Stored items:
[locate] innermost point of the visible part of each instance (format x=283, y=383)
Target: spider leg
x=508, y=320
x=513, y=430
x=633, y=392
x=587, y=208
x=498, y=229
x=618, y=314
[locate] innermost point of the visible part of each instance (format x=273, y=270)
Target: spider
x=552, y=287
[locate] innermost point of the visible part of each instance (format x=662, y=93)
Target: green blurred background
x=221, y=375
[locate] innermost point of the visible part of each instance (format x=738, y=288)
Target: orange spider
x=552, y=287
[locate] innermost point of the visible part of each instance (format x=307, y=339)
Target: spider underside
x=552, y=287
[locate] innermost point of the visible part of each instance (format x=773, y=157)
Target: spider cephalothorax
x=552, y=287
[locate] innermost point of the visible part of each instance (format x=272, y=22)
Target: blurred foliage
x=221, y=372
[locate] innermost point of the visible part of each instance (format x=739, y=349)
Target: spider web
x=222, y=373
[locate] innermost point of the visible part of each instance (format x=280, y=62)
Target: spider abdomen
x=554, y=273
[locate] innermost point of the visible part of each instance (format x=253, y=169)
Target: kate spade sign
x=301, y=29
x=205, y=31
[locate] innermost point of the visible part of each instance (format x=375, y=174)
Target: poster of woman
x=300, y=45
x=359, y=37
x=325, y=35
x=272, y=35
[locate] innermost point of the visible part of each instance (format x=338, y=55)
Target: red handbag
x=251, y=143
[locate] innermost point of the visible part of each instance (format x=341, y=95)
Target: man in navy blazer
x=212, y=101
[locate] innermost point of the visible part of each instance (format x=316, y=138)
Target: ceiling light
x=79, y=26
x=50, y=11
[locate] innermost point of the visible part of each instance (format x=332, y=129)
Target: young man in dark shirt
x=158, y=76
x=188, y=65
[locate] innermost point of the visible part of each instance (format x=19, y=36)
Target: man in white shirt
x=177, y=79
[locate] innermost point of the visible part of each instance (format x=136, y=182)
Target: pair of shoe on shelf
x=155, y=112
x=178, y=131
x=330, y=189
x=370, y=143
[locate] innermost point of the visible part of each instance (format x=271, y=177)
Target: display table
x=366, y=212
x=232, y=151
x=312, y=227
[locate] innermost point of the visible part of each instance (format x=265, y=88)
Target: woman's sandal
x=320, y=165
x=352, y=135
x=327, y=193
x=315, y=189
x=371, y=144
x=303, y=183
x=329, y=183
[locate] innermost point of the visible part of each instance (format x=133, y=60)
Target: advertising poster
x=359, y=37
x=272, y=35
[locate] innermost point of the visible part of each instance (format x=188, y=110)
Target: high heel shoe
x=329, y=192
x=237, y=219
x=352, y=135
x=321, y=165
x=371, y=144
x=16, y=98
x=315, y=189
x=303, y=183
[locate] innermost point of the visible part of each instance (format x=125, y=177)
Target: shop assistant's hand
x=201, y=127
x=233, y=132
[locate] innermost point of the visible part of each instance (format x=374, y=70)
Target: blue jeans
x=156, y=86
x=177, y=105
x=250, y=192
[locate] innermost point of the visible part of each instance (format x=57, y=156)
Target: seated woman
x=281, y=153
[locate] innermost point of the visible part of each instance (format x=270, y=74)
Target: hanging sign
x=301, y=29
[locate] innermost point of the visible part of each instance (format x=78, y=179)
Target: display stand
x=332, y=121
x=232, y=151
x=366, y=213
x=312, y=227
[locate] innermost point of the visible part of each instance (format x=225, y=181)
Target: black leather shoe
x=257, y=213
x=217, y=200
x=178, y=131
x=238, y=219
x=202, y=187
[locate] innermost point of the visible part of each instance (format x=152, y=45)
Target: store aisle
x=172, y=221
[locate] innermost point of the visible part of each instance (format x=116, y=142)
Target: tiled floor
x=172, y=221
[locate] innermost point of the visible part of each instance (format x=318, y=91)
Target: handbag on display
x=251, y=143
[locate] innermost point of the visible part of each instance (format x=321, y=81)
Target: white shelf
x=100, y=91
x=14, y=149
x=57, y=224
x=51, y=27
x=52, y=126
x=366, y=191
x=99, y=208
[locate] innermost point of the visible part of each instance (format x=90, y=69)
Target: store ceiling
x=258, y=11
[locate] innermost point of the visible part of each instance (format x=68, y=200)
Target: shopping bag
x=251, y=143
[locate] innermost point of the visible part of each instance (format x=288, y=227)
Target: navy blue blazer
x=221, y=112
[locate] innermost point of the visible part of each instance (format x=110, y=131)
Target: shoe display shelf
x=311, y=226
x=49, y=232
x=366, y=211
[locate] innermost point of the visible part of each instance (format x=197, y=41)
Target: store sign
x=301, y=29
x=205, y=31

**What is asked:**
Copy out every line of the stored items above, unchanged and in order.

**Solution to the problem:**
[locate] innermost point of the visible part of each instance (format x=283, y=383)
Target: spider leg
x=508, y=320
x=513, y=430
x=633, y=392
x=587, y=208
x=498, y=229
x=618, y=314
[locate] innermost point of the visible part of each instance (format x=273, y=270)
Target: spider
x=552, y=287
[locate] innermost point of the visible part of each instance (format x=662, y=93)
Target: green blurred background
x=221, y=375
[locate] innermost point of the visible part of each instance (format x=738, y=288)
Target: orange spider
x=552, y=287
[locate] innermost point of the visible part of each instance (format x=307, y=339)
Target: spider underside
x=552, y=287
[locate] innermost point of the visible part of each instance (format x=773, y=157)
Target: spider cephalothorax
x=552, y=287
[locate] innermost point of the visible part of each instance (format x=272, y=22)
Target: blurred foliage
x=221, y=372
[locate] innermost point of the visible part of each instance (format x=739, y=349)
Target: spider web
x=222, y=373
[locate] innermost point of the visible part of each instance (format x=280, y=62)
Target: spider abdomen
x=554, y=273
[locate] innermost point of the visible part of each instance (format x=253, y=169)
Target: kate spade sign
x=301, y=29
x=205, y=31
[locate] innermost point of the visible part of each instance (format x=375, y=174)
Target: poster of woman
x=300, y=45
x=359, y=37
x=325, y=35
x=272, y=35
[locate] innermost point of the visible part of each instance (format x=338, y=55)
Target: red handbag
x=251, y=143
[locate] innermost point of the visible part of each instance (format x=341, y=95)
Target: man in navy blazer
x=212, y=101
[locate] innermost point of the visible part of each instance (format x=316, y=138)
Target: ceiling light
x=79, y=26
x=50, y=11
[locate] innermost point of the visible part of each instance (format x=332, y=129)
Target: young man in dark shirt
x=158, y=76
x=188, y=65
[locate] innermost point of the visible part of each instance (format x=19, y=36)
Target: man in white shirt
x=177, y=79
[locate] innermost point of the visible part of each instance (format x=136, y=182)
Target: pair of shoe on shelf
x=155, y=112
x=178, y=131
x=330, y=189
x=370, y=143
[locate] innermost point of the visible part of each instance (format x=271, y=177)
Target: display table
x=366, y=212
x=232, y=151
x=312, y=227
[locate] innermost point of the visible part of each instance (format x=265, y=88)
Target: woman's sandal
x=320, y=165
x=352, y=135
x=327, y=193
x=315, y=189
x=371, y=144
x=303, y=183
x=329, y=183
[locate] innermost point of the visible part of each instance (format x=133, y=60)
Target: advertising poster
x=359, y=37
x=272, y=35
[locate] innermost point of the visible part of each instance (format x=188, y=110)
Target: high heel shoe
x=329, y=192
x=237, y=219
x=352, y=135
x=321, y=165
x=371, y=144
x=16, y=98
x=315, y=189
x=303, y=183
[locate] innermost point of the visible part of each instance (format x=125, y=177)
Target: shop assistant's hand
x=201, y=127
x=233, y=132
[locate] innermost point of the visible part of each instance (format x=374, y=70)
Target: blue jeans
x=156, y=86
x=177, y=105
x=250, y=192
[locate] innermost point of the visible part of each instance (format x=57, y=156)
Target: seated woman
x=281, y=153
[locate] innermost point of the visible part of each instance (format x=270, y=74)
Target: hanging sign
x=301, y=29
[locate] innermost point of the visible part of each instance (format x=78, y=179)
Target: display stand
x=332, y=121
x=232, y=151
x=366, y=213
x=312, y=227
[locate] innermost point of the visible part of each instance (format x=225, y=181)
Target: black leather shoe
x=257, y=213
x=217, y=200
x=178, y=131
x=238, y=219
x=202, y=187
[locate] innermost point of the visible part of each instance (format x=152, y=45)
Target: store aisle
x=172, y=221
[locate] innermost point of the visible part of each instance (format x=116, y=142)
Target: tiled floor
x=172, y=221
[locate] innermost point of the visible part of each instance (format x=318, y=91)
Target: handbag on display
x=251, y=143
[locate] innermost point of the visible part of each instance (format x=321, y=81)
Target: white shelf
x=100, y=91
x=14, y=149
x=57, y=224
x=51, y=27
x=52, y=126
x=366, y=191
x=99, y=208
[locate] innermost point of the visible part of each instance (format x=90, y=69)
Target: store ceiling
x=258, y=11
[locate] innermost point of the visible part of each instance (format x=68, y=200)
Target: shopping bag
x=251, y=143
[locate] innermost point of the visible part of each instance (format x=288, y=227)
Target: navy blue blazer
x=221, y=112
[locate] innermost point of the visible part of each instance (format x=110, y=131)
Target: shoe display shelf
x=311, y=226
x=49, y=232
x=366, y=211
[locate] innermost point of the visible part of each instance (format x=197, y=41)
Target: store sign
x=301, y=29
x=205, y=31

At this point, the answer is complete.